#### Stored rows
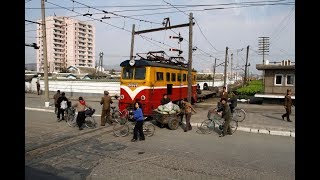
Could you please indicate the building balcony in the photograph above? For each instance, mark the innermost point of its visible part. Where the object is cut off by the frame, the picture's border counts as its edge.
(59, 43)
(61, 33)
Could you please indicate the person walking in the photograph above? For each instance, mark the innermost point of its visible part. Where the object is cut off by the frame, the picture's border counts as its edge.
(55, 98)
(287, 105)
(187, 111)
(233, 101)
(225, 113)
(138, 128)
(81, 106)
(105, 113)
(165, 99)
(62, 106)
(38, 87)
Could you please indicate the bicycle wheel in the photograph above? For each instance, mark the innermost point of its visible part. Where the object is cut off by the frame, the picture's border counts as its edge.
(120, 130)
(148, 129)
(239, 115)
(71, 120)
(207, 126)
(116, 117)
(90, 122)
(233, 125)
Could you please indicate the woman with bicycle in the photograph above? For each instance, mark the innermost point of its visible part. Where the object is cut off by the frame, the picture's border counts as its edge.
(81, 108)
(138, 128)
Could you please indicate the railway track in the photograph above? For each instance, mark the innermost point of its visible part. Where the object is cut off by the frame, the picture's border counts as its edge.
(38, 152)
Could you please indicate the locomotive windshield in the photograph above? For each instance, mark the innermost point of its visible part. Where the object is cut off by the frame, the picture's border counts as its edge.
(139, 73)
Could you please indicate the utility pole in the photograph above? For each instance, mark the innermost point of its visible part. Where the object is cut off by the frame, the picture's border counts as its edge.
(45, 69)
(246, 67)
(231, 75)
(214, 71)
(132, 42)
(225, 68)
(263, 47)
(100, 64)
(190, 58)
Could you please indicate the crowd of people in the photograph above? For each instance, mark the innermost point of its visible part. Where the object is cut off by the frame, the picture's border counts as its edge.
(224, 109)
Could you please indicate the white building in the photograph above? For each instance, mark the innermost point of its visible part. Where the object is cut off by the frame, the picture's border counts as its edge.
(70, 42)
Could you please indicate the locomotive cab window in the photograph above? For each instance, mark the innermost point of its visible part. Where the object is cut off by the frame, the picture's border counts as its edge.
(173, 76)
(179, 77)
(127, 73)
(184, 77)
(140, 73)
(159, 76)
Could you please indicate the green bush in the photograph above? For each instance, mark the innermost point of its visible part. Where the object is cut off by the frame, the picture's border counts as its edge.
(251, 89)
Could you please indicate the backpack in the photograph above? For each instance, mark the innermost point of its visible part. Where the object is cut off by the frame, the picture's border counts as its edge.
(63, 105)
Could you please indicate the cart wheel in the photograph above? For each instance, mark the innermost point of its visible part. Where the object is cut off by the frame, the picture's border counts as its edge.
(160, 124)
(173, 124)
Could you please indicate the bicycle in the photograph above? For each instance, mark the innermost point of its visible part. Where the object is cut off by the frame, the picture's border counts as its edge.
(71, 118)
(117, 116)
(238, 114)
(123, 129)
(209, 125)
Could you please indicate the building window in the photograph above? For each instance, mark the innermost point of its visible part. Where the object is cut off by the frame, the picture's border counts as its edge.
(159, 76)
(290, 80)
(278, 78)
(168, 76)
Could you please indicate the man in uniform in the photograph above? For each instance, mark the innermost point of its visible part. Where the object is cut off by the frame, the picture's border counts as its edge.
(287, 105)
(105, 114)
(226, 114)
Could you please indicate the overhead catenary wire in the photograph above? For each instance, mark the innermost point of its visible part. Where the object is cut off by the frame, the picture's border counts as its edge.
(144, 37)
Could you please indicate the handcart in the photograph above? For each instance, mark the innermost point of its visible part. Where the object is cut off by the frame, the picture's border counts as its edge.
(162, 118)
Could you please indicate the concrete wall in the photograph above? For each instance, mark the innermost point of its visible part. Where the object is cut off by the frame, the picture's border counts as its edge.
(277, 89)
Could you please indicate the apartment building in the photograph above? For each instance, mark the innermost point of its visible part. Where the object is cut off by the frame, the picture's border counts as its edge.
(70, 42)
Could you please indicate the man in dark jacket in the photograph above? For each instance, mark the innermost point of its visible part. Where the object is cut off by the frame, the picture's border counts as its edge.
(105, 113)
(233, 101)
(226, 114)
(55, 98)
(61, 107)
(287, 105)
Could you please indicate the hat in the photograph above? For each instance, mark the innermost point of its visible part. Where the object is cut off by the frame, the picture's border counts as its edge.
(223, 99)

--

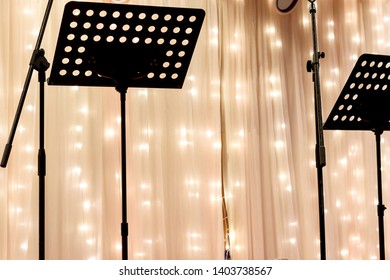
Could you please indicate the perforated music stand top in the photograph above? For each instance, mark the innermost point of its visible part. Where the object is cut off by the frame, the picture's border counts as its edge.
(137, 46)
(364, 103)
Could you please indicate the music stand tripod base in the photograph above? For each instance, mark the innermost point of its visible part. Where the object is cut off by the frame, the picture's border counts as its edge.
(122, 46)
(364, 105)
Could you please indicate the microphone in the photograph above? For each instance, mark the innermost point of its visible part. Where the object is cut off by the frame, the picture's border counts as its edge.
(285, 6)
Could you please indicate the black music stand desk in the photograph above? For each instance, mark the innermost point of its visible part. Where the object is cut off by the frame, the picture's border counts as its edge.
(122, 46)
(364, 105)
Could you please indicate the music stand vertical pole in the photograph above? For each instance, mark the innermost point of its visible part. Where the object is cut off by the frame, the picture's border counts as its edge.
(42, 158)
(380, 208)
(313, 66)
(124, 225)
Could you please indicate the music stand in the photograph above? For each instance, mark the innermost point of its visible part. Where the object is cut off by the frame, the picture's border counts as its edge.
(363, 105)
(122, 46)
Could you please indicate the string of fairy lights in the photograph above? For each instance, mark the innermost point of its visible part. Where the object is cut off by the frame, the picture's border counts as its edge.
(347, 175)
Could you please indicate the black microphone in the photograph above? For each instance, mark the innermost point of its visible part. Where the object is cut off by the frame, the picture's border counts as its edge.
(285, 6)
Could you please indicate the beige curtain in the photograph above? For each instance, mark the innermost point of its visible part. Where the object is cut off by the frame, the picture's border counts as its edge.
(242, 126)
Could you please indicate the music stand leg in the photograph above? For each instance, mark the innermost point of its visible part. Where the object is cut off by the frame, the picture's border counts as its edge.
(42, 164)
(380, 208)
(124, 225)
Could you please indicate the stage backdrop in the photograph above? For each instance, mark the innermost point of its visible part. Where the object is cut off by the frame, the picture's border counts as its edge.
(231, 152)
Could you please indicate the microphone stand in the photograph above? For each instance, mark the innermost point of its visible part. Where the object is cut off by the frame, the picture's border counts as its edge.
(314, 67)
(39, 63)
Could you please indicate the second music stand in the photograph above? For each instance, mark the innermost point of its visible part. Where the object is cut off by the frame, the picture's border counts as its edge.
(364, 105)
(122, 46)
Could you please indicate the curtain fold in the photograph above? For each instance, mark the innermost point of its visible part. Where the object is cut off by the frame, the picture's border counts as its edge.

--

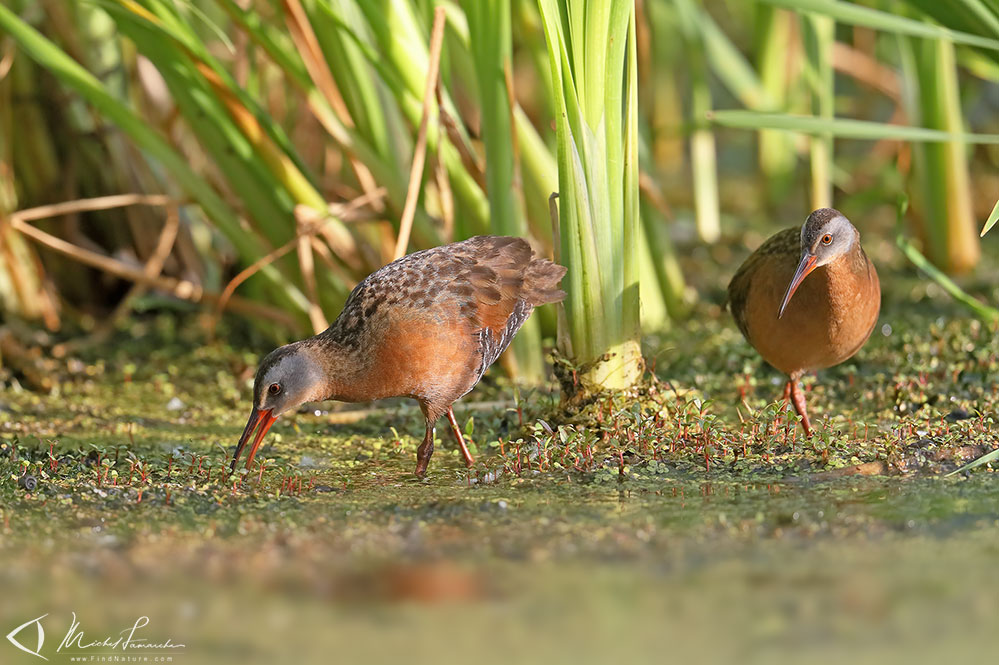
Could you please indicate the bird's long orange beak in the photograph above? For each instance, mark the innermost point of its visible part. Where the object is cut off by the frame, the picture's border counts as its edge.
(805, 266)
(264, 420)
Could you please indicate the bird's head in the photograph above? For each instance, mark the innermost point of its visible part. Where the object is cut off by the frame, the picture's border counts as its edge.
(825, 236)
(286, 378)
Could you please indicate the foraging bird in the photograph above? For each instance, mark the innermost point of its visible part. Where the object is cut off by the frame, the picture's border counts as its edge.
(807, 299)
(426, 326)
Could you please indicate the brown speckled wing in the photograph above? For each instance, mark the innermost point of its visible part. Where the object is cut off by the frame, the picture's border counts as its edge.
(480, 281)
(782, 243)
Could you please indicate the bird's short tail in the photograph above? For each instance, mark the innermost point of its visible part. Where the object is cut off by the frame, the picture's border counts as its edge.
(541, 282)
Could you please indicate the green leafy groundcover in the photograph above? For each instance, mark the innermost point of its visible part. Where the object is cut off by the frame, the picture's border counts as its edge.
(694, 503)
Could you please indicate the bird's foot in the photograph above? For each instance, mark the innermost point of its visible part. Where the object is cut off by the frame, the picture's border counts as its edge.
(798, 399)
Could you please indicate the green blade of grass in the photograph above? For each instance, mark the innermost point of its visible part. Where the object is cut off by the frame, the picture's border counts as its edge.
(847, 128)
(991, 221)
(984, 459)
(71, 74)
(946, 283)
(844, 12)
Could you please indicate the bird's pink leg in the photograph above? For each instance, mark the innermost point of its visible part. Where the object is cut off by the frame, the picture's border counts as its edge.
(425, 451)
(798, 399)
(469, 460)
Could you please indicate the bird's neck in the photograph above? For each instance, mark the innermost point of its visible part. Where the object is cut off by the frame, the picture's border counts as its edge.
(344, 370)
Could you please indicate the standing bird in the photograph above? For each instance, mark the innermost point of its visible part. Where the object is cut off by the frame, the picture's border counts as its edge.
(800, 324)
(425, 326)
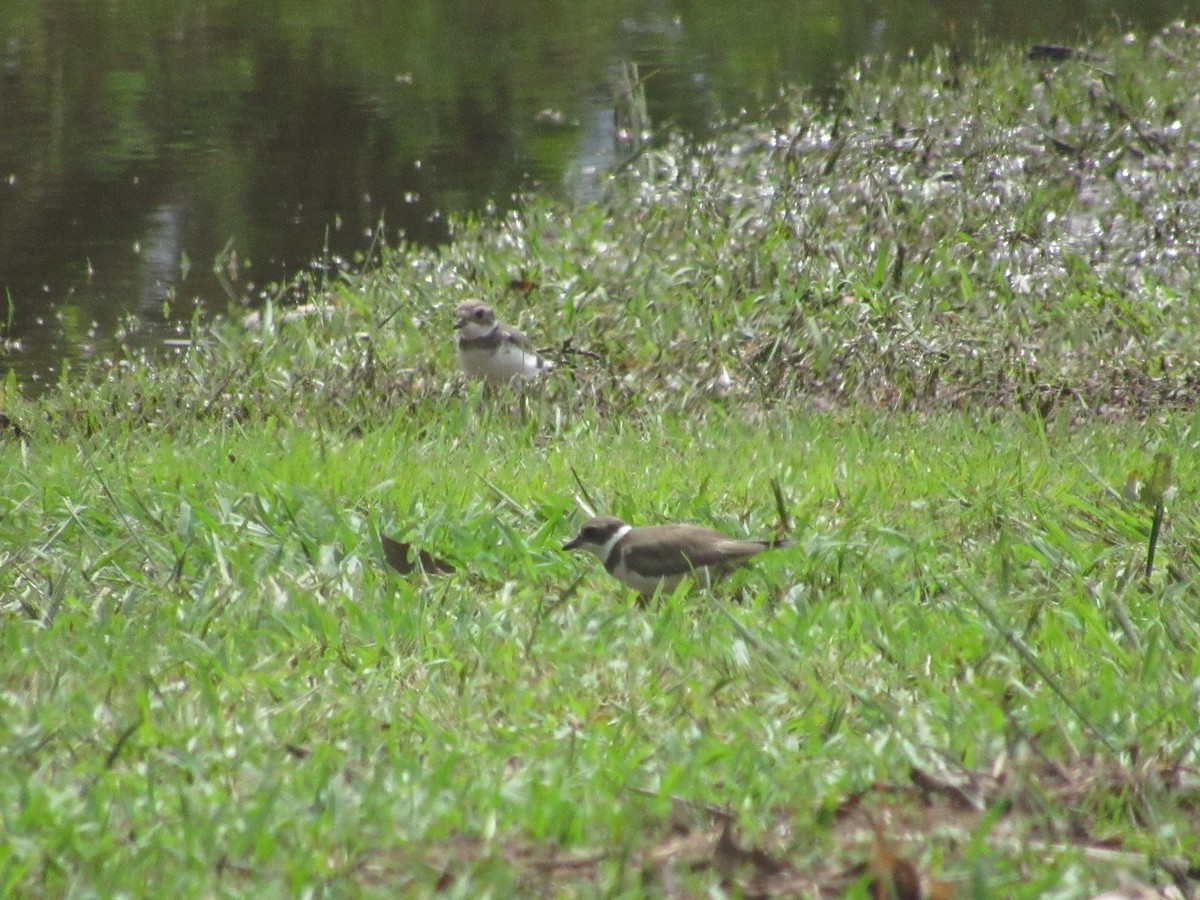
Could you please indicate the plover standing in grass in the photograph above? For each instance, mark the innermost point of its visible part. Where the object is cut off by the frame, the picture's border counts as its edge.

#### Challenge
List each line of the items above that contains the word "window".

#### Solution
Could you please indicate the locomotive cab window in the photograph above? For each instance, mark the innermost point of its visible part. Where the object is cut off by the frame, the picture's border counts as its edge.
Could you please indicate the building window in the photograph above? For each instance, mark the innermost point of its visible part. Where the object is cut off by the frame, the picture's border counts as its edge.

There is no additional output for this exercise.